[Records]
"""

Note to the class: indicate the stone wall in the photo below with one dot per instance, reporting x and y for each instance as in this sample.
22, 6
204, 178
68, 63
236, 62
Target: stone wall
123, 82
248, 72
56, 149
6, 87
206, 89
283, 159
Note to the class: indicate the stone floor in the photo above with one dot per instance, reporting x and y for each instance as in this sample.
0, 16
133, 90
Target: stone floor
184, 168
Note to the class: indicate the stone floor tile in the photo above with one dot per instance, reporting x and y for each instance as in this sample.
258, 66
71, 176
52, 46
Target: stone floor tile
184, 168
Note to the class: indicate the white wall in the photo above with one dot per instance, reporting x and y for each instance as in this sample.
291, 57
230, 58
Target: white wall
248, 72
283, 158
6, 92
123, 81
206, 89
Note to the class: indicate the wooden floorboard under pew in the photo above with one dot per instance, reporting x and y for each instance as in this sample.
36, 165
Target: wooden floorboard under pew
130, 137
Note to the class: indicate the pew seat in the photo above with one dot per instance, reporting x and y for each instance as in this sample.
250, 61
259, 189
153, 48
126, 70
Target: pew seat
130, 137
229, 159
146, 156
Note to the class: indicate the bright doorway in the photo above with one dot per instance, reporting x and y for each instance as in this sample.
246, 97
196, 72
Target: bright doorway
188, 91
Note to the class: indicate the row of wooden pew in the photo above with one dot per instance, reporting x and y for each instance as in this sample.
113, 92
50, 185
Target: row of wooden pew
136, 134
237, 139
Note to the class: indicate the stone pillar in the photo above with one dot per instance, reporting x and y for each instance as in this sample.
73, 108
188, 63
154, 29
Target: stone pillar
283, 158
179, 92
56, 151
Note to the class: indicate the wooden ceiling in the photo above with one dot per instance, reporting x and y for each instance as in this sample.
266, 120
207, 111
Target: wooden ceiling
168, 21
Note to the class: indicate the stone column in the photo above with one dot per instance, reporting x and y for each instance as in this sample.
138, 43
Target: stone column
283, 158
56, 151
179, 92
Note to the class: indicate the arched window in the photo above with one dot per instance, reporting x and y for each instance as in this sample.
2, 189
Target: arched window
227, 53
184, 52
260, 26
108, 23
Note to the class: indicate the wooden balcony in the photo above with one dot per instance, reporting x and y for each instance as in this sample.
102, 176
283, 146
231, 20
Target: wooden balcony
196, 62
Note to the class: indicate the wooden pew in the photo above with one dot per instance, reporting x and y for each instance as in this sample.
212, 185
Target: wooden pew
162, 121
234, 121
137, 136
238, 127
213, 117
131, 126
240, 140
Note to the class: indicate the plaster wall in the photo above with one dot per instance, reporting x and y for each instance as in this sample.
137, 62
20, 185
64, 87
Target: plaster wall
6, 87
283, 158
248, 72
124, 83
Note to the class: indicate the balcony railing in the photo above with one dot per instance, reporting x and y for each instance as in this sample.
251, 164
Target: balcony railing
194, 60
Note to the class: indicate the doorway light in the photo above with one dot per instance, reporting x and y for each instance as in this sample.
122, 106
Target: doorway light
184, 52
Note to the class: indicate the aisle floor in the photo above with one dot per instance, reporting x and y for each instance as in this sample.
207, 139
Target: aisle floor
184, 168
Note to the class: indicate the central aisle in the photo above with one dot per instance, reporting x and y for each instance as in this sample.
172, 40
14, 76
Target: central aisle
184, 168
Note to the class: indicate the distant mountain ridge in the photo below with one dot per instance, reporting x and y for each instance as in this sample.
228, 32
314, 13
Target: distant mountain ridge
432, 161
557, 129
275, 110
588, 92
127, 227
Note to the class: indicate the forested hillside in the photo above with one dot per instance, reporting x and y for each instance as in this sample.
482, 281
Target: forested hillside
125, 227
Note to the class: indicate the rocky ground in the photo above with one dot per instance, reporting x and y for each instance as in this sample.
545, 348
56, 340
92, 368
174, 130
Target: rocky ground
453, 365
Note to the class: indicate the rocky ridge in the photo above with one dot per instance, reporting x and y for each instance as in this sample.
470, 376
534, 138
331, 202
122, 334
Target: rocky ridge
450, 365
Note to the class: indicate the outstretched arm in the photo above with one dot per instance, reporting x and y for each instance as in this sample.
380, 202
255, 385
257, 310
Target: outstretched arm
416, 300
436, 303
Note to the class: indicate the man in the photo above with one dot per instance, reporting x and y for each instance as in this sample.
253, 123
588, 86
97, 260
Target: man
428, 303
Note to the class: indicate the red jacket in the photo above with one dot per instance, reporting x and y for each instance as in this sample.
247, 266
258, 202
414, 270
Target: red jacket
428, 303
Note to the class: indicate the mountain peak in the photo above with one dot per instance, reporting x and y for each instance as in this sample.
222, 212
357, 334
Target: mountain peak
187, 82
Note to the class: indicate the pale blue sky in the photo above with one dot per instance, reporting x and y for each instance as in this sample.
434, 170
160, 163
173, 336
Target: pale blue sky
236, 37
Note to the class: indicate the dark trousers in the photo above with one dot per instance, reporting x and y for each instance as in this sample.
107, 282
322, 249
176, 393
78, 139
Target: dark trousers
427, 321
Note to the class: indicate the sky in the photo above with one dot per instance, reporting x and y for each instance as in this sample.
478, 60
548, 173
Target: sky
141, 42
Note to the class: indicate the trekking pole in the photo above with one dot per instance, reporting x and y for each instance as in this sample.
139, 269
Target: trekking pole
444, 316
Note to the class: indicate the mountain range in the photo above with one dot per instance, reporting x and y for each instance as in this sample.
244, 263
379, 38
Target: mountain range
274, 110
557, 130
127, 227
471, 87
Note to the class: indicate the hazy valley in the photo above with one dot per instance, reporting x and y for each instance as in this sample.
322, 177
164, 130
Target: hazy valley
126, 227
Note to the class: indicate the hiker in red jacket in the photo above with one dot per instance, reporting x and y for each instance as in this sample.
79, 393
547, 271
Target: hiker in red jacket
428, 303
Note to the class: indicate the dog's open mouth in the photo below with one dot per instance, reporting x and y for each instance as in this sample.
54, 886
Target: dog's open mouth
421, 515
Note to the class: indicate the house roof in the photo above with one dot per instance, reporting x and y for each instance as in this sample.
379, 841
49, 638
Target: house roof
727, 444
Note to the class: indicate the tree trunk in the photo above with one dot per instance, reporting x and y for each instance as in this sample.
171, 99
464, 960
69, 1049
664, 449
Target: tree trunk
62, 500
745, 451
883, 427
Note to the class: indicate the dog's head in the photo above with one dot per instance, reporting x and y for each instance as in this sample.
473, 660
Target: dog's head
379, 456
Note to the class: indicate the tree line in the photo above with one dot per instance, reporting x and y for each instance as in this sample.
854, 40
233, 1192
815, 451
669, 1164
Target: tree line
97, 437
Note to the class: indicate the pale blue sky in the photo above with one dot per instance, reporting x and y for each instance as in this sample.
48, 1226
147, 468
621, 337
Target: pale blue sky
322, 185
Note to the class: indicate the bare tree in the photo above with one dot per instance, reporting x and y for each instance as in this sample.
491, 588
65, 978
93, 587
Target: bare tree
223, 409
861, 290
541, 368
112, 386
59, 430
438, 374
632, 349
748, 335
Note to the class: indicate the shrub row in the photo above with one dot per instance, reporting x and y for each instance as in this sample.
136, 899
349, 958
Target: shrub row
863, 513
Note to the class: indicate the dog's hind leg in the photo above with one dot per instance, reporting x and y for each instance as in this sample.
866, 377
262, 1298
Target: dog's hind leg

"""

Objective: Extract all of the data shown above without alteration.

Answer to this exercise:
Note to the class: indicate the stone wall in the photo below with one dot per instance, reporting x and y for each instance as in this sample.
22, 6
204, 178
68, 63
236, 62
Target: stone wall
123, 82
248, 72
56, 149
6, 87
206, 89
283, 159
Note to the class: indicate the stone floor in the photo above with one dot per instance, reporting x and y for each instance as in this sample.
0, 16
133, 90
Target: stone floor
184, 168
Note to the class: indicate the stone floor tile in the photo above with one dot per instance, reporting x and y for each instance as in this sample.
258, 66
71, 176
52, 46
Target: stone floor tile
184, 168
Note to the class: indicate the white wall in the photo above with one dot per instance, reporting x and y for each instance as in this sample.
291, 57
230, 58
Target: white wall
248, 72
283, 158
6, 92
123, 81
206, 89
Note to the class: indicate the wooden floorboard under pew in the photo above with one dot per instance, reporting x and y for each instance as in this sample.
36, 165
Target: wooden floorboard under pew
130, 137
Note to the class: indicate the pew seat in the photo above with one dot per instance, reporting x and y for each instance as in this sample.
250, 61
259, 189
153, 48
126, 70
Target: pew seat
130, 137
229, 159
146, 156
Note to the class: indicate the bright doorway in the photo above with one dot per instance, reporting x and y for each instance as in this sample.
246, 97
196, 72
Target: bright doorway
188, 91
Note to the class: indicate the row of wooden pew in the photo above with one dot per instance, reporting x and y for each instance as in this sample.
113, 92
50, 185
Target: row of wooden pew
136, 134
237, 139
Note to the class: indicate the stone pillar in the photo above with one dot per instance, reporting x and y for each instance as in this sample.
73, 108
188, 63
154, 29
Target: stone pillar
283, 158
179, 92
56, 151
Note to the class: indicate the wooden ceiling in the photo above with one dot per instance, reporting x and y for each instance as in this sample.
266, 120
207, 111
Target: wooden ceiling
168, 21
Note to the class: indicate the stone column in the photo above with one dot per instance, reporting x and y for each instance as in this sample.
138, 43
Target: stone column
283, 158
56, 151
179, 92
Note to the class: indicate the arched window in the photo above with one dot per instance, reporting x and y for each instance as in this sample.
2, 189
Target: arched window
227, 53
184, 52
260, 26
108, 23
Note to the class: indicate the wooden balcony in the photo above with one dot per instance, reporting x and y for each instance as in this sample.
102, 176
283, 146
231, 20
Target: wooden balcony
196, 62
Note to the class: indicate the wooden pew in the photo above with one dot per instance, reporting x and y for each instance as in this sample.
212, 185
Target: wooden pew
162, 121
234, 121
137, 136
238, 127
213, 117
131, 126
240, 140
Note to the class: indicate the plaster wall in the photo above with one dot per instance, reporting x and y for each instance as in this sample.
137, 62
20, 185
64, 87
Target: plaster wall
6, 87
283, 158
248, 72
124, 83
Note to the class: indicate the balcony railing in the photo above with one dot per instance, reporting x and y for each instance as in this sample.
251, 164
Target: balcony railing
194, 60
Note to the class: indicate the doorway light in the photo above with one dot per instance, reporting x and y for each instance as in this sample.
122, 106
Target: doorway light
184, 52
Note to the class: indicate the aisle floor in the photo above with one dot per instance, reporting x and y for each instance as in this sample.
207, 139
Target: aisle floor
184, 168
Note to the class: indicate the central aisle in the photo above with one dot per instance, reporting x and y for each instance as in this sample.
172, 40
14, 76
Target: central aisle
184, 168
Note to the class: indicate the distant mountain ridge in the photo below with one dot per instance, reporting x and y for each instance as in this sample.
228, 32
314, 13
Target: distant mountain ridge
432, 161
557, 129
275, 110
588, 92
127, 227
Note to the class: indicate the forested hillside in the photo above with one dot per instance, reporting x and y for each instance as in this sample.
482, 281
Target: forested hillside
125, 227
Note to the class: indicate the rocky ground in the photo above with one dot per instance, reporting x and y for each instance as in this sample.
545, 348
56, 340
92, 368
174, 130
Target: rocky ground
453, 365
Note to the class: indicate the rocky ridge in the photo above with one dot per instance, reporting x and y for each instance as in this sample.
470, 376
534, 138
331, 202
122, 334
Target: rocky ridge
450, 365
Note to the class: indicate the outstretched arm in the photo above with one dot per instance, reporting x and y for each instance as in this sample.
380, 202
255, 385
257, 310
Target: outstretched arm
416, 300
436, 303
Note to the class: indicate the man in the photo above with one dot per instance, reporting x and y for each instance as in this sample.
253, 123
588, 86
97, 260
Target: man
428, 303
Note to the class: indicate the red jacket in the photo above with one dot per instance, reporting x and y for each instance as in this sample.
247, 266
258, 202
414, 270
Target: red jacket
428, 303
Note to the class: indicate the mountain peak in the photo above with one dot per instance, reporting x and y for each instance as in this sample.
222, 212
357, 334
Target: mountain peak
187, 82
Note to the class: indicate the pale blue sky in the photo above with one dot per instance, reporting x and y for each instance as in this sample.
434, 170
160, 163
173, 336
Target: pale blue sky
236, 37
Note to the class: indicate the dark trousers in the photo above with one dot per instance, reporting x and y for each instance as in this sample.
107, 282
322, 249
176, 393
78, 139
Target: dark trousers
427, 321
Note to the class: indicate the sky in the photo above with one dot per instance, reporting x and y for each instance as in this sample.
478, 60
548, 173
Target: sky
141, 42
Note to the class: indicate the trekking pole in the photo above with one dot per instance, reporting x and y for each instance as in this sample.
139, 269
Target: trekking pole
444, 316
Note to the class: indicate the mountain range in the photo above with one dot per instance, reporting x and y for each instance as in this sample.
244, 263
379, 38
Target: mountain range
274, 110
557, 130
127, 227
471, 87
Note to the class: indicate the hazy valley in the photo above with one dot per instance, reporting x and y for each instance as in this sample.
322, 177
164, 130
Target: hazy valley
126, 227
Note to the class: indicate the hiker in red jacket in the photo above with one dot per instance, reporting x and y for each instance as in this sample.
79, 393
547, 271
Target: hiker in red jacket
428, 303
Note to the class: indicate the dog's open mouth in the photo below with one dot per instance, reporting x and y for each instance as in this sample.
54, 886
Target: dog's open mouth
421, 515
Note to the class: indicate the house roof in the photo above with one dot per instance, reporting x and y for each instance as in this sample.
379, 841
49, 638
Target: house roof
727, 444
Note to the class: indicate the tree trunk in the photo above with one dot per instance, reporting x and y for each instance as in this sample.
171, 99
464, 960
69, 1049
664, 449
Target: tree trunk
62, 500
745, 451
883, 427
Note to the class: indicate the dog's head in the photo above with one dot per instance, reporting x and y for each instance as in this sample.
473, 660
Target: dog's head
379, 456
Note to the class: indicate the tree line in the photo above with one dot per instance, reporting x and y for each instance as in this sample.
854, 40
233, 1192
815, 451
669, 1164
Target: tree line
97, 437
Note to the class: indicate the pale blue sky in the photo above with one dot per instance, reporting x and y for each instance as in this sample.
48, 1226
147, 468
621, 337
Target: pale blue sky
322, 185
Note to the class: indicate the bare tree in the photo above with one dot per instance, reporting x and y for each instance as in this sample.
491, 588
65, 978
93, 587
Target: bare tree
223, 409
861, 290
541, 368
112, 386
59, 430
438, 374
632, 349
748, 335
Note to the class: indicate the shrub row in the photo above with one dot per instance, reporting x and y for each instance as in this sample.
136, 899
349, 958
Target: shrub row
863, 513
Note to the class: indicate the dog's hind leg in the photo above with one dot per instance, reporting x and y for each instance as in this sample.
866, 377
262, 1298
Target: dog's hind leg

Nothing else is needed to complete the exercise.